### Request
Select each line in the rows below that contains the word "sleeve", and copy those lines out unchanged.

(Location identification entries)
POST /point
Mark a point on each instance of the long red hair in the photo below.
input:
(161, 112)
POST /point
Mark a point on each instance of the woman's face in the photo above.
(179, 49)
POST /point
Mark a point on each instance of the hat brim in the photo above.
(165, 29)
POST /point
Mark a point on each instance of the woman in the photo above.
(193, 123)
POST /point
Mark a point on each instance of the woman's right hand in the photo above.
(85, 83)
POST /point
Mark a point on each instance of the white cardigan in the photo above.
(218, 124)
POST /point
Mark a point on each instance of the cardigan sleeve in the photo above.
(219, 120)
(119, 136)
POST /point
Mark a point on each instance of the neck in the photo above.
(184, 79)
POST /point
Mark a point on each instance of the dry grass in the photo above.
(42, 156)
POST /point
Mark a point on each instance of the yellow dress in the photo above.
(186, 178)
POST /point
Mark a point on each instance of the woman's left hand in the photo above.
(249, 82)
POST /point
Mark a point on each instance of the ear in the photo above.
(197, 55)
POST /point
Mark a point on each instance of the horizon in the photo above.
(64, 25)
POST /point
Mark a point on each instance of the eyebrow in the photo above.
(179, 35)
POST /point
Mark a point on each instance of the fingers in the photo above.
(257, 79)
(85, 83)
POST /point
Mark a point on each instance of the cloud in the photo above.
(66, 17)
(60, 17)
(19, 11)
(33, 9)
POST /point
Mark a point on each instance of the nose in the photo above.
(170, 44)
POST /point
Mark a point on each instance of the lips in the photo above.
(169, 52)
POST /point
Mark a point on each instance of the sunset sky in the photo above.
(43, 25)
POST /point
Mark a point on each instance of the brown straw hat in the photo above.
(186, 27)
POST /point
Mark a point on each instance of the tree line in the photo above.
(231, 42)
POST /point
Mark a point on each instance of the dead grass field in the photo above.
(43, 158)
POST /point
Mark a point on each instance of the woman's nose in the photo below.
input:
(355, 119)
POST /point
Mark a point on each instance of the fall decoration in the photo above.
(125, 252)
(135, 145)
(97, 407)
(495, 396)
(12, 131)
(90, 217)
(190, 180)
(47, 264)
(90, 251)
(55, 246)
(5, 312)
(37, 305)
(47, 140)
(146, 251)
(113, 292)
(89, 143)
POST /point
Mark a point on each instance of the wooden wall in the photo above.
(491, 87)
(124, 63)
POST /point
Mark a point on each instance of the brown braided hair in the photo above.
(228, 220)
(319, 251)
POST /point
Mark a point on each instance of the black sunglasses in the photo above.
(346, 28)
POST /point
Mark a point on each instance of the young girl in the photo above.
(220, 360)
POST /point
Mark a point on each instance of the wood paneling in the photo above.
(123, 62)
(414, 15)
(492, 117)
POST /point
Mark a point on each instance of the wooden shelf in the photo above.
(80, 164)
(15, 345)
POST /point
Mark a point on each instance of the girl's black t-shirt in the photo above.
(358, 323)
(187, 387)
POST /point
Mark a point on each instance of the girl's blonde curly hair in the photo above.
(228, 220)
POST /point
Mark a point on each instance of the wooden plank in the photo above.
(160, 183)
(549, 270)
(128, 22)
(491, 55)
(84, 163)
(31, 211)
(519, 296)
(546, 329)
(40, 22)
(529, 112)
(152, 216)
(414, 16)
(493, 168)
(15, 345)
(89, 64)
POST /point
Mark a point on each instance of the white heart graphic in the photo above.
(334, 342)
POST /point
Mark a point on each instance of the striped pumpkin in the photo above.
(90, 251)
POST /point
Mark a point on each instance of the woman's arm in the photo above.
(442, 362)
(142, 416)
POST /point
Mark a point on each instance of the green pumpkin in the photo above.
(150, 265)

---

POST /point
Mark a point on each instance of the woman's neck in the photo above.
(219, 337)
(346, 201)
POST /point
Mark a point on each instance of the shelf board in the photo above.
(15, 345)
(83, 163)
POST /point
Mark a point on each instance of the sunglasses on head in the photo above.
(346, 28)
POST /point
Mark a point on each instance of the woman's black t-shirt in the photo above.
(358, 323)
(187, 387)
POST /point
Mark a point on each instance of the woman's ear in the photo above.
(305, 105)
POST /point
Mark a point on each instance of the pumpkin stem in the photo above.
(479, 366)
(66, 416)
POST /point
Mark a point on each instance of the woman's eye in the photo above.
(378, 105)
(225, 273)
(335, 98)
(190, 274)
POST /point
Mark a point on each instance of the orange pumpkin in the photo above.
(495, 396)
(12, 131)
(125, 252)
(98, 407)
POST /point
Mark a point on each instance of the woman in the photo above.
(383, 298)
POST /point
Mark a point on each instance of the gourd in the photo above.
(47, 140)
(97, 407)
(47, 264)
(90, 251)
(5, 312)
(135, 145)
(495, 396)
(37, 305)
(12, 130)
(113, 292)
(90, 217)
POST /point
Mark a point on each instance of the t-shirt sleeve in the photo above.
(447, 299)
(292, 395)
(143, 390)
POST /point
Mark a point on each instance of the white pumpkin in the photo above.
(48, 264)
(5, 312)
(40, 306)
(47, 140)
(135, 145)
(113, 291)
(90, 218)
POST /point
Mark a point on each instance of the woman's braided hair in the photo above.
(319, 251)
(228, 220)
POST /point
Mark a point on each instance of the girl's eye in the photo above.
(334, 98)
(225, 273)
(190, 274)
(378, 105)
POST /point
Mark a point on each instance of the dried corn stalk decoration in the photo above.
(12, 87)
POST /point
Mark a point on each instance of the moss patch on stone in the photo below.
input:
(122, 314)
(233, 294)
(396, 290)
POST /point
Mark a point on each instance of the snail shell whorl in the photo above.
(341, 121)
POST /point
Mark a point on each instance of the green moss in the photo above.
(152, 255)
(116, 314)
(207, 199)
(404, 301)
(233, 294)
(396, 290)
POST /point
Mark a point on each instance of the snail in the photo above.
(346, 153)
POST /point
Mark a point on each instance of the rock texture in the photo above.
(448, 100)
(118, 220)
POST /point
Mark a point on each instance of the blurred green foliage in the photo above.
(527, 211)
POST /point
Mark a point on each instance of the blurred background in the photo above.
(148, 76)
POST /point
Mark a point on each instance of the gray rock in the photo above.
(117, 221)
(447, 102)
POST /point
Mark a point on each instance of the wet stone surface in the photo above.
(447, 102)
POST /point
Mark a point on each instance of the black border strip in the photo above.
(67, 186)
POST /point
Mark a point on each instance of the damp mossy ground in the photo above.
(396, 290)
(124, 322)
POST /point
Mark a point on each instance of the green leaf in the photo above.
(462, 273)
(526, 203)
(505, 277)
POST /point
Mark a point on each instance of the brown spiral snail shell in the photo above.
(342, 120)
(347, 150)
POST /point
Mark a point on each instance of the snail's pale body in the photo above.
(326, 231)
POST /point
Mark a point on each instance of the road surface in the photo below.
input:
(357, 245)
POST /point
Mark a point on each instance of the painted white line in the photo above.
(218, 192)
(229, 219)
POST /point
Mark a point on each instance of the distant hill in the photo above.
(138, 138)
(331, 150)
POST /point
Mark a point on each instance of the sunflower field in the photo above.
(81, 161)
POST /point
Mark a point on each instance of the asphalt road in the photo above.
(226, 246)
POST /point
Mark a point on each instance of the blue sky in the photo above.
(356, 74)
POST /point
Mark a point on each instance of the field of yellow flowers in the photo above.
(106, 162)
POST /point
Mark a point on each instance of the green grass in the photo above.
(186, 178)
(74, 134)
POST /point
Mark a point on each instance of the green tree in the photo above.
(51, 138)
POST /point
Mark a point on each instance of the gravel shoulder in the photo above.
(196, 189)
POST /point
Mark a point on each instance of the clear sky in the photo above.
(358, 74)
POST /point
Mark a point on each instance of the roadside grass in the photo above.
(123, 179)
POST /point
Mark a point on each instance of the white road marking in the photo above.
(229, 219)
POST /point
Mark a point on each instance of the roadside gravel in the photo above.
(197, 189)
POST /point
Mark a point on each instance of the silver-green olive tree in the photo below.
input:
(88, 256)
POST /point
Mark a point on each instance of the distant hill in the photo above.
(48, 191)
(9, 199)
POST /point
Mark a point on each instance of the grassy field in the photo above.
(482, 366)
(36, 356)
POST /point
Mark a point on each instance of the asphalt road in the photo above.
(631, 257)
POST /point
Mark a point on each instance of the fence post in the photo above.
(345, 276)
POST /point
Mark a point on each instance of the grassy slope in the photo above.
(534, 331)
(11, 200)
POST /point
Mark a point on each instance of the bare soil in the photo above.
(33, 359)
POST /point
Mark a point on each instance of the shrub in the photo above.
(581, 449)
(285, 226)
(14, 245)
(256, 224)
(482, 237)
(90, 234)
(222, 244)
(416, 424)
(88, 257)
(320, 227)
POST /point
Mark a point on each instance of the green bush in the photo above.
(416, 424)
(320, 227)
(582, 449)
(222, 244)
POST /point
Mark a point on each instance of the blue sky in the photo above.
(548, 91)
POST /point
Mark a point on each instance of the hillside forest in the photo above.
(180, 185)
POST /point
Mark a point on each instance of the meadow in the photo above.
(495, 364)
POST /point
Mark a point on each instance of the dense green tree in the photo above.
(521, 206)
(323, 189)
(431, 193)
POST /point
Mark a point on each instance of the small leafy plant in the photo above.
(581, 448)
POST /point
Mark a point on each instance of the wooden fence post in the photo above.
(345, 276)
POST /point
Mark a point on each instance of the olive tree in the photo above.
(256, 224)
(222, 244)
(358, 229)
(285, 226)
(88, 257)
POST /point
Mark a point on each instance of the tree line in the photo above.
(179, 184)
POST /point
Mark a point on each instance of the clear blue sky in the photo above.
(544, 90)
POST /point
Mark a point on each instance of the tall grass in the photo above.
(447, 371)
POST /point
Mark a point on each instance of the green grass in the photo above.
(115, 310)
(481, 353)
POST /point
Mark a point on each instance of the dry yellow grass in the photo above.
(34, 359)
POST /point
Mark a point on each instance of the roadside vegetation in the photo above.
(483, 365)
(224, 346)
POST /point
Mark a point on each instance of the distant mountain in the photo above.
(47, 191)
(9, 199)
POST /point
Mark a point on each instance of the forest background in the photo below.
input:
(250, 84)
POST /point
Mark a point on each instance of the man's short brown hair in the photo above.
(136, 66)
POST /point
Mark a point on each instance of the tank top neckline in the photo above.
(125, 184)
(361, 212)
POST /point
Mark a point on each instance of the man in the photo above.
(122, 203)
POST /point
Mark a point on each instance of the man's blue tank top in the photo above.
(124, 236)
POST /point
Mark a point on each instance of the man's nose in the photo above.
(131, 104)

* * *

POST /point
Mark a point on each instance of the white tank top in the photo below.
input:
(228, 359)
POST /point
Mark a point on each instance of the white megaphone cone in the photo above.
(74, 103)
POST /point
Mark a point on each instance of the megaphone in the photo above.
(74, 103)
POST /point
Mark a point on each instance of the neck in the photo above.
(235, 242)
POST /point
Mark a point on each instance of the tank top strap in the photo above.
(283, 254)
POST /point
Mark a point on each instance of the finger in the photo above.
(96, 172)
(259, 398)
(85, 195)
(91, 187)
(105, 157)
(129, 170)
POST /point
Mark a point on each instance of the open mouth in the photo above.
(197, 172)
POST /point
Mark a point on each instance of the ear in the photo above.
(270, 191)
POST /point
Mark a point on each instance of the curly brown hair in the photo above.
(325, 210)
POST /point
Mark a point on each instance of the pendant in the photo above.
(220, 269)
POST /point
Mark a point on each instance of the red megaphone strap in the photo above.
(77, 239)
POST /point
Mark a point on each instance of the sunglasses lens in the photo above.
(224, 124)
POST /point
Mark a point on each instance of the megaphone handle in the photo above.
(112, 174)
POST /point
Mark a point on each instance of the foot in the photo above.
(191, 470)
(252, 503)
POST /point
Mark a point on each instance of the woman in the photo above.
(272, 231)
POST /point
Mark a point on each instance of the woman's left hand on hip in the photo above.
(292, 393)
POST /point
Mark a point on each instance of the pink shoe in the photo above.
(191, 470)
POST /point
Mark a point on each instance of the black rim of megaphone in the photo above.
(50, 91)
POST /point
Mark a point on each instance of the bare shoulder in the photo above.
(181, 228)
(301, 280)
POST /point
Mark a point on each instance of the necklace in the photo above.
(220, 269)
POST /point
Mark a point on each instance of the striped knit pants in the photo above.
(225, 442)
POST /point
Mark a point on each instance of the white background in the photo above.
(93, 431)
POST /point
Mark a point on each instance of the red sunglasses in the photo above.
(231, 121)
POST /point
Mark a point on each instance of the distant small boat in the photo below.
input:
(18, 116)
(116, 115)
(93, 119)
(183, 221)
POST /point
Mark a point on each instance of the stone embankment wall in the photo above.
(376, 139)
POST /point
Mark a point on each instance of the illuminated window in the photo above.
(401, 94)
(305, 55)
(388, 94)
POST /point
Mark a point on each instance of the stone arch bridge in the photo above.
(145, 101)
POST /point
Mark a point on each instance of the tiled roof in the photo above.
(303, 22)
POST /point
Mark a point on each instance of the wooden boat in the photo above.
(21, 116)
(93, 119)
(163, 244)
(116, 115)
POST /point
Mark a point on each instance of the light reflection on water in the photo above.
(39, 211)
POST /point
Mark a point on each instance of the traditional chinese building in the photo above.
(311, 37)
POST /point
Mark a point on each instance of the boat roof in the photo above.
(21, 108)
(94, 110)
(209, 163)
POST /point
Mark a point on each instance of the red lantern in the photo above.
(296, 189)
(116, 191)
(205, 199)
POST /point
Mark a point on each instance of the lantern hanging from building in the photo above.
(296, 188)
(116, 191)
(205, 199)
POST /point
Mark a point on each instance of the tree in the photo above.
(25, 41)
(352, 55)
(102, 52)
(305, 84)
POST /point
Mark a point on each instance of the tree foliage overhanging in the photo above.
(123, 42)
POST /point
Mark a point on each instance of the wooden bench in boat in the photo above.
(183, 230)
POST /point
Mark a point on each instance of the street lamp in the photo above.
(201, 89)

### Solution
Mark a point on each instance of the cardigan sleeve in the photo above.
Mark a point on each instance of the t-shirt sleeve in the photo above.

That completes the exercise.